— What you will do —
Without the pictures, retype each line below exactly as it stands.

— Record extracts —

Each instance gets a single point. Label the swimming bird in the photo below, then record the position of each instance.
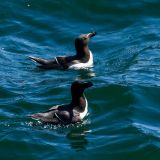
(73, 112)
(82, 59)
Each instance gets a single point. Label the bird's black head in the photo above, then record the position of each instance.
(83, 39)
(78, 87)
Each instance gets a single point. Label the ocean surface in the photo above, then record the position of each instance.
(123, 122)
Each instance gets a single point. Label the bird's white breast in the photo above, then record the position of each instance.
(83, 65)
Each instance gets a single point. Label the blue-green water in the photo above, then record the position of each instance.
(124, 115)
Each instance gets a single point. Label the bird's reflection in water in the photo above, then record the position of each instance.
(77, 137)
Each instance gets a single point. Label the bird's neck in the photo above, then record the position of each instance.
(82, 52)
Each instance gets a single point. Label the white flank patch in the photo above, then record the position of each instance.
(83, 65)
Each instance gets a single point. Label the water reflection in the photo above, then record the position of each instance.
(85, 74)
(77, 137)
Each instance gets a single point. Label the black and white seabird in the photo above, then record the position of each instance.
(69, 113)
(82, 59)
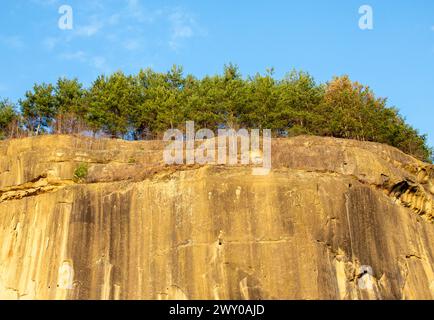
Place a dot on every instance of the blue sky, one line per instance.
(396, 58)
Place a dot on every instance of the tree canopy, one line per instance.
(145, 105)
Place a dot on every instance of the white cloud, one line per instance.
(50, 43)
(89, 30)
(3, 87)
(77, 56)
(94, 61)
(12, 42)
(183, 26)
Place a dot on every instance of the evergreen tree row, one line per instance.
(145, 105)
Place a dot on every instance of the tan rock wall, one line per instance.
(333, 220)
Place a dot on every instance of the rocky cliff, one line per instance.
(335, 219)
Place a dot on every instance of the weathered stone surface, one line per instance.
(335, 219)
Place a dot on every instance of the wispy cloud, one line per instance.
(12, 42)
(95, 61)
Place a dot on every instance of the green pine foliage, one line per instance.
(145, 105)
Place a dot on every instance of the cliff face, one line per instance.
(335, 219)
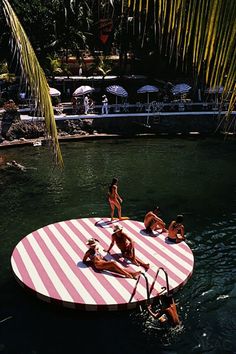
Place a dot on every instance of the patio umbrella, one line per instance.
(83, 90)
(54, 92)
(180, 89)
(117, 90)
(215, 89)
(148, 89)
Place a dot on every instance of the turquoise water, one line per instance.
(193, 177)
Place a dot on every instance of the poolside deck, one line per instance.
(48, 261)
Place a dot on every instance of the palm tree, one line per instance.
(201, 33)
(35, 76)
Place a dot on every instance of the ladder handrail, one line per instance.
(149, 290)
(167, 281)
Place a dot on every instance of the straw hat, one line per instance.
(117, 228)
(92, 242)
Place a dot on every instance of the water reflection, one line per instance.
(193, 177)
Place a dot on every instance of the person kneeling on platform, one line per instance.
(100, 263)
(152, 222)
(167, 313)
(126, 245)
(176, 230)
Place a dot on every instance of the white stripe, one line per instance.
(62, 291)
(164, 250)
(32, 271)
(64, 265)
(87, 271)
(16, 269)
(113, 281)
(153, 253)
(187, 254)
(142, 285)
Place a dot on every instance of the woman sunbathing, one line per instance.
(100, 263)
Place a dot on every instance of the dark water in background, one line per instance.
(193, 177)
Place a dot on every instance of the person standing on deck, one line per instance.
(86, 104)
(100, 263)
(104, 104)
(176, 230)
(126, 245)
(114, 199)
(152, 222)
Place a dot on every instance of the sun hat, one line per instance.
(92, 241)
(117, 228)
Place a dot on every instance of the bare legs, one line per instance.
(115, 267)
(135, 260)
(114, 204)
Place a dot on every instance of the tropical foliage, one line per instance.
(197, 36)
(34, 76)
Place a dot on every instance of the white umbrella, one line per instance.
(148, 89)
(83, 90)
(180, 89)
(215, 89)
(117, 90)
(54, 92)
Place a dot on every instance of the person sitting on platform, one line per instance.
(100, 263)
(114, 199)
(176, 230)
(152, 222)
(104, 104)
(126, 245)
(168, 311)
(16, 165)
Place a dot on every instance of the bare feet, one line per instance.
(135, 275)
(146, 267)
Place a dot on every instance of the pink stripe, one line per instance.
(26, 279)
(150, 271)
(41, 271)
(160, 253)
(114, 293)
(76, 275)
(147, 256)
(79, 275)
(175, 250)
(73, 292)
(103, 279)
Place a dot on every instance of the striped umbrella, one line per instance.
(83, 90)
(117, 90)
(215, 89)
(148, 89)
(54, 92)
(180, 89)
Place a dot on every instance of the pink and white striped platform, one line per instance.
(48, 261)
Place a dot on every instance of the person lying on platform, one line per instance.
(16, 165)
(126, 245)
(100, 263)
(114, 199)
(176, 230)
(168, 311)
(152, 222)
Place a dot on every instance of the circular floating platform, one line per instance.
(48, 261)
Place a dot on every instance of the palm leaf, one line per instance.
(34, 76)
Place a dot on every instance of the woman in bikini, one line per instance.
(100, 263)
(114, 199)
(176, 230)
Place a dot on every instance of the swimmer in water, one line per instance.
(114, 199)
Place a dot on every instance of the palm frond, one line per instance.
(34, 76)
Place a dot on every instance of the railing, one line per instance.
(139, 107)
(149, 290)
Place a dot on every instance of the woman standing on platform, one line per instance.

— Answer for the task —
Each instance gets a single point. Label the swimming bird in the photo below, then record the position of each instance.
(73, 112)
(82, 59)
Each instance gets a single point. Label the bird's black head in the photo above, then record the position of each instance.
(83, 39)
(78, 87)
Each instance gets a single point. Label the ocean surface in the photo above, then record the position of each instance.
(123, 122)
Each instance gets a single point. Label the bird's white breast in the photo above, then record the position of each instance.
(83, 65)
Each instance gets a single point. Label the blue-green water in the photo above, then record the position of each instance.
(124, 115)
Each instance gets a single point. Label the bird's reflection in water in the photo above, then record the position of each instance.
(77, 137)
Each instance gets a single point. Label the bird's neck in the photo above, then record the position of each instance.
(82, 52)
Each instance gets a single point. Label the white flank patch in the photo above, then record the position of each instance.
(83, 65)
Each instance gets a single point. Label the water reflection in the photo above, then record the position of each instance.
(85, 74)
(77, 137)
Each instance gets a single point. Label the black and white seabird in the photo above, then record the position of each instance.
(69, 113)
(82, 59)
Place a dot on every instance of the blue sky, one line per instance.
(396, 58)
Place a dot on every instance of the tree canopy, one line per instance.
(145, 105)
Place a dot on every instance of the white cloud, one line per instance.
(50, 43)
(89, 30)
(3, 87)
(77, 56)
(94, 61)
(12, 42)
(183, 26)
Place a dot on every instance of the evergreen tree row, one line per instance.
(145, 105)
Place a dot on every instance of the tan rock wall, one line per instance.
(333, 220)
Place a dot on every instance of the rocky cliff, one line per instance.
(335, 219)
Place a dot on every instance of the weathered stone surface, one line per instance.
(335, 219)
Place a dot on every instance of the wispy cloud, one line per instance.
(12, 42)
(95, 61)
Place a dot on every instance of the green pine foliage, one line per instance.
(145, 105)
Place a dot on every instance of the cliff face, one line per instance.
(335, 219)
Place a dot on every instance of the patio umbrella, one line per instance.
(83, 90)
(54, 92)
(180, 89)
(117, 90)
(215, 89)
(148, 89)
Place a dot on every instance of the turquoise water, one line per instance.
(193, 177)
Place a dot on every instance of the poolside deck, one line per instance.
(48, 261)
Place a dot on every instance of the palm tree, one line per instance.
(201, 33)
(35, 76)
Place a dot on every instance of the ladder handrail, one line per instance.
(149, 290)
(167, 281)
Place a dot on every instance of the straw hat, one line per instance.
(117, 228)
(92, 242)
Place a dot on every instance of the water reflection, one line per instance.
(193, 177)
Place a dot on every instance of the person kneeling on platform, one line per instance.
(100, 263)
(152, 222)
(167, 313)
(126, 245)
(176, 230)
Place a dot on every instance of the white stripe, one line per instance.
(62, 291)
(164, 250)
(32, 271)
(64, 265)
(87, 271)
(16, 269)
(113, 281)
(153, 253)
(187, 254)
(142, 285)
Place a dot on every instance of the woman sunbathing, one line per instance.
(100, 263)
Place a dot on every instance of the dark water in background, one line per instance.
(193, 177)
Place a dot on every instance of the person standing on deck, one line per instance.
(86, 104)
(100, 263)
(104, 104)
(176, 230)
(126, 245)
(114, 199)
(152, 222)
Place a dot on every instance of the sun hat, one line per instance.
(92, 241)
(117, 228)
Place a dot on every instance of the bare legs, one line per instance.
(115, 267)
(135, 260)
(114, 204)
Place a dot on every instance of the tropical foliage, one line per instance.
(197, 36)
(34, 76)
Place a dot on every instance of the white umbrella, one line per instance.
(148, 89)
(83, 90)
(180, 89)
(215, 89)
(117, 90)
(54, 92)
Place a dot on every instance of the person sitting on platform, one line per instance.
(100, 263)
(114, 199)
(176, 230)
(152, 222)
(104, 104)
(126, 245)
(168, 311)
(16, 165)
Place a dot on every instance of the bare feet, one line per instance.
(135, 275)
(146, 267)
Place a dot on every instance of the pink stripe, one line per instance.
(26, 279)
(150, 271)
(41, 271)
(160, 253)
(114, 293)
(76, 275)
(147, 256)
(79, 275)
(175, 250)
(73, 292)
(103, 279)
Place a dot on every instance of the striped umbrella, one line per instance.
(83, 90)
(117, 90)
(215, 89)
(148, 89)
(54, 92)
(180, 89)
Place a dot on every instance of the pink and white striped platform, one line per instance.
(48, 261)
Place a dot on every instance of the person lying on platform, one line per instance.
(16, 165)
(126, 245)
(100, 263)
(114, 199)
(176, 230)
(168, 311)
(152, 222)
Place a dot on every instance of the circular floating platform, one line per instance.
(48, 261)
Place a dot on every instance of the palm leaf, one line per instance.
(34, 76)
Place a dot on every instance of the woman in bikini, one line per instance.
(100, 263)
(114, 199)
(176, 230)
Place a dot on every instance of the swimmer in water, one line per instance.
(114, 199)
Place a dot on every instance of the palm frond, one line per instance.
(34, 76)
Place a dot on every instance of the railing, one line per instance.
(139, 107)
(149, 290)
Place a dot on every instance of the woman standing on platform, one line per instance.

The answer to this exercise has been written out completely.